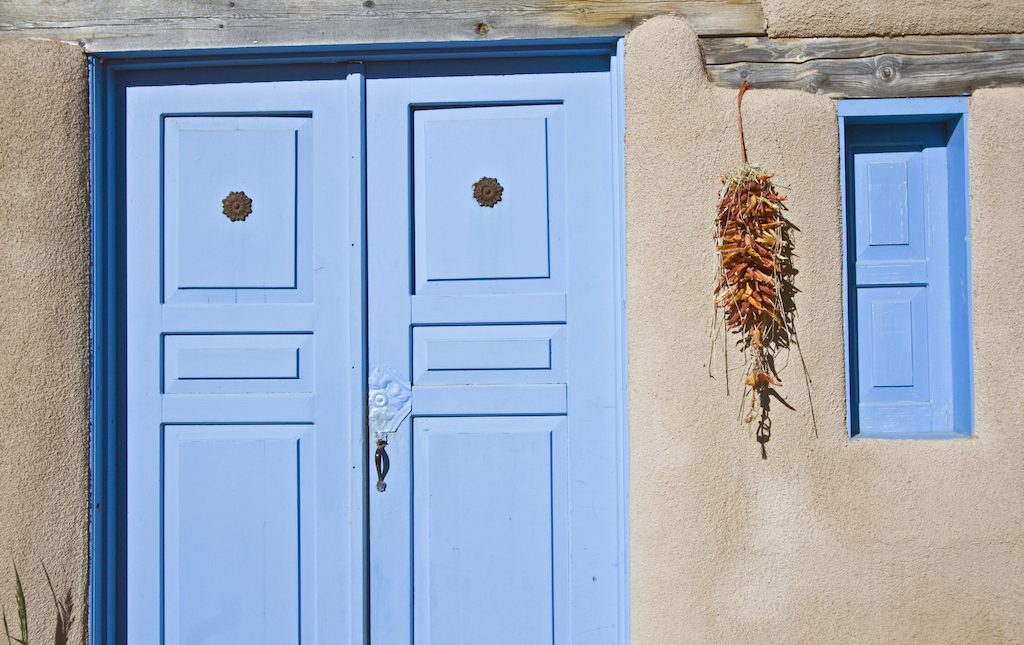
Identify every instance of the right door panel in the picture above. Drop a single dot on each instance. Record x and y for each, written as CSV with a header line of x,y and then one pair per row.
x,y
493,255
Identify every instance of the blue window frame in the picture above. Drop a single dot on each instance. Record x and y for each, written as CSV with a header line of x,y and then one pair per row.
x,y
906,259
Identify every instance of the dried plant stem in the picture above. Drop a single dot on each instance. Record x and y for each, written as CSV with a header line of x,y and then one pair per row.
x,y
755,288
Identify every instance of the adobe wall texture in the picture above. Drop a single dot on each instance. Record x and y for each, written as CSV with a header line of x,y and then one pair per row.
x,y
891,17
44,329
828,540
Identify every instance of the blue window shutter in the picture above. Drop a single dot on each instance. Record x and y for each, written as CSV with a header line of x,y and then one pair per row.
x,y
906,246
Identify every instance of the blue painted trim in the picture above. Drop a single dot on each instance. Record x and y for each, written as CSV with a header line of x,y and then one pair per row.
x,y
600,46
110,75
953,112
619,131
887,109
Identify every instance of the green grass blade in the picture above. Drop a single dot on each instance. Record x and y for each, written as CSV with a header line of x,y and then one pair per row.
x,y
6,628
64,614
23,611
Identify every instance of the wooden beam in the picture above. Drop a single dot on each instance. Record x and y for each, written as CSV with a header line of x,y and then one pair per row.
x,y
916,66
125,25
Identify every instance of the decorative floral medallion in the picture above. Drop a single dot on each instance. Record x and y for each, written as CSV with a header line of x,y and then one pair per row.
x,y
238,206
389,401
487,191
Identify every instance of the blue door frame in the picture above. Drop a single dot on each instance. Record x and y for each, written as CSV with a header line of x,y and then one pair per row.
x,y
110,75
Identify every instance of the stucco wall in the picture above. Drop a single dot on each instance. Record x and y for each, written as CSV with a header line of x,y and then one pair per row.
x,y
829,540
44,328
892,17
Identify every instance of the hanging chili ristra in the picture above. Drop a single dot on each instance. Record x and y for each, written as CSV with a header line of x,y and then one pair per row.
x,y
755,288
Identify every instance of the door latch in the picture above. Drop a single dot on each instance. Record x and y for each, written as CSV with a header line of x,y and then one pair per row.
x,y
389,401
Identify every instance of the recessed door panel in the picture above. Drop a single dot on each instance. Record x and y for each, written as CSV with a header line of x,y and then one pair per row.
x,y
238,209
494,536
488,178
233,529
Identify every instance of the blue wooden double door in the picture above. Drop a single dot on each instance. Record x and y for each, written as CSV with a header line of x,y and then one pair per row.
x,y
374,387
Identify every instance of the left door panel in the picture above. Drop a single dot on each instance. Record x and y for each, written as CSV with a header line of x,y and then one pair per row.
x,y
245,477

***

§ The exercise: Your task is to transcribe the line containing "Identify every instance of the blue wooden" and every line after it, through the last line of the data, exactly as written and with nothing more.

§ Written response:
Identify every instance of the blue wooden double door in the picture above. Drop a single dot on each instance. Record x and y for each, written as CSV with a header line of x,y and then one pair per row.
x,y
374,387
Identify every instance of the left door panel in the picture above. Drop a single dot on each instance. Record x and y for each, written as CSV with a header line of x,y and then one pair per row.
x,y
245,477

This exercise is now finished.